_À traiter_
a – Relevez toutes les décisions de justice citées dans l'extrait sur la non-assistance à personne en danger par le médecin, avec leur juridiction et leur date.
b – D'après l'extrait sur la non-assistance à personne en danger par le médecin, quelles responsabilités met en jeu un médecin poursuivi devant les juridictions françaises pour ne pas avoir porté assistance à une personne en péril ?
c – Poursuivez l'extrait sur la non-assistance à personne en danger par le médecin à partir de sa dernière phrase.

S’il est très rare qu’un médecin ne porte pas assistance à un malade ou à une personne en danger de manière générale, ce cas n’est pas pour autant totalement à exclure. Car la non assistance à personne en danger n’est pas qu’une situation rencontrée directement entre un seul médecin et un malade (I). Cela peut se produire lorsque deux ou plusieurs médecins sont en conflit au point que cela ait des conséquences préjudiciables à l’égard des malades (II).

I - Non assistance du médecin à l’égard du patient

Protégé par son obligation de moyens, le médecin doit mettre en œuvre tous les moyens qui lui sont disponibles pour assister la personne en danger. Un médecin qui ne porterait pas assistance à une personne en péril et serait mis en cause devant les juridictions françaises, mettrait sa responsabilité civile, pénale et ordinale en jeu. De par la loi française, la non-assistance à personne en danger ( article 223-6 du Code pénal ) est un délit punissable d’emprisonnement et d’amende, et peut donner lieu également à une réparation pécuniaire sur le plan civil en cas de dommage. De plus, cette inaction est contraire au Code de déontologie médicale ( article 9 du Code de déontologie médicale ; article R. 4127-9 du Code de la santé publique ).

En effet, ce qui est punissable est le refus conscient et intentionnel de porter secours à une personne en danger ( CA Lyon, 28 /06 /2000 ) bien que le professionnel de santé soit informé de la situation mais refuse délibérément - intention coupable - d’effectuer un diagnostic conforme aux règles de l’art médical ( C. cass. 03 /02 /1993 ), ou d’apprécier la gravité de la situation, ou de donner l’assistance nécessaire à la personne en péril sans risque pour lui ou des tiers ( C.cass., crim. 27 /05 /1991 ). Pour que soit démontré le péril, il faut des conditions cumulatives : le péril doit être réel ( toute éventualité est écartée ) et imminent ( le danger est en cours et nécessite une intervention immédiate compte tenu de la gravité du danger ), et ne doit pas présenter de risque pour celui portant secours ou pour des tiers ( à défaut de pouvoir porter secours personnellement, le professionnel de santé doit avoir recours à des personnes plus compétentes ) [1].

(Entrées de données enregistrées)
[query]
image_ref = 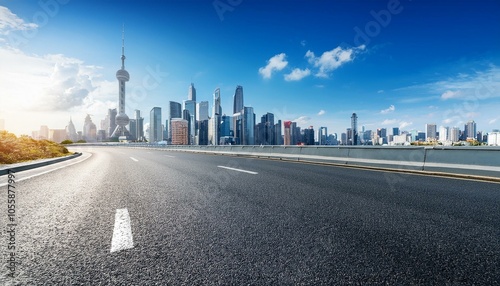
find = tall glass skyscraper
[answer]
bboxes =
[209,88,222,145]
[188,83,196,102]
[149,107,163,143]
[351,113,358,145]
[241,107,255,145]
[233,85,243,114]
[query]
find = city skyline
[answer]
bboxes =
[0,1,500,136]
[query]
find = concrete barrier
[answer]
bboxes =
[424,147,500,177]
[153,145,500,179]
[0,153,82,176]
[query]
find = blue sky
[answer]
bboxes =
[0,0,500,134]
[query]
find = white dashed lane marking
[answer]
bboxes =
[110,209,134,252]
[217,166,258,175]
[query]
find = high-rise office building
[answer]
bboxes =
[110,29,130,140]
[105,108,118,137]
[233,85,244,114]
[425,124,437,141]
[439,126,450,142]
[351,113,358,145]
[188,83,196,102]
[290,122,302,145]
[183,100,196,145]
[257,112,277,145]
[196,101,209,121]
[149,107,163,143]
[303,126,315,145]
[273,120,283,145]
[196,120,209,145]
[168,101,182,119]
[450,127,460,142]
[83,114,97,142]
[133,109,144,141]
[170,118,189,145]
[464,120,477,139]
[166,101,182,140]
[283,121,292,145]
[209,88,222,145]
[66,117,78,142]
[220,114,233,137]
[241,106,255,145]
[318,127,328,145]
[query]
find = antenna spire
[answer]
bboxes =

_Réponses par consigne_
a –
- CA Lyon, 28/06/2000
- C. cass., 03/02/1993
- C. cass., crim., 27/05/1991

b – Sa responsabilité civile, pénale et ordinale.

c –
Ces responsabilités seront reconnues à l’encontre de tout médecin français qui serait traduit en justice devant une juridiction reconnaissant également le délit de non-assistance à personne en danger ( ex : Allemagne, Italie, Japon ). Il en va de même pour un médecin étranger qui serait poursuivi devant les juridictions françaises ou une juridiction d’un pays reconnaissant le délit de non-assistance à personne en péril.

Actuellement, mais de manière non exclusive, les professionnels de santé qui sont confrontés le plus fréquemment à ce problème de non assistance à personne en péril sont les permanenciers auxiliaires de régulation médicale, les urgentistes et médecins généralistes si bien que de nombreuses dispositions réglementaires ont été mises en place pour rappeler les missions auxquelles ces professionnels de santé sont tenus ( ex : décret n°90-839 du 21/ 09/ 1990 ; circulaire ministérielle n°2004-151 du 29 /03/ 2004 ; art. L 6311-1 Code de la santé publique ; décret n° 87-1005 du 16 décembre 1987 ; circulaire ministérielle DHOS/01 no 2006-470 du 10 octobre 2006 ; etc ) [2] [3]

Les juridictions anglaise, américaine, australienne ( sauf les Etats du NSW, ACT et NT ) [4], asiatique ( sauf le Japon ) et canadienne ( sauf le Québec ) n’ont, par contre, pas la même approche.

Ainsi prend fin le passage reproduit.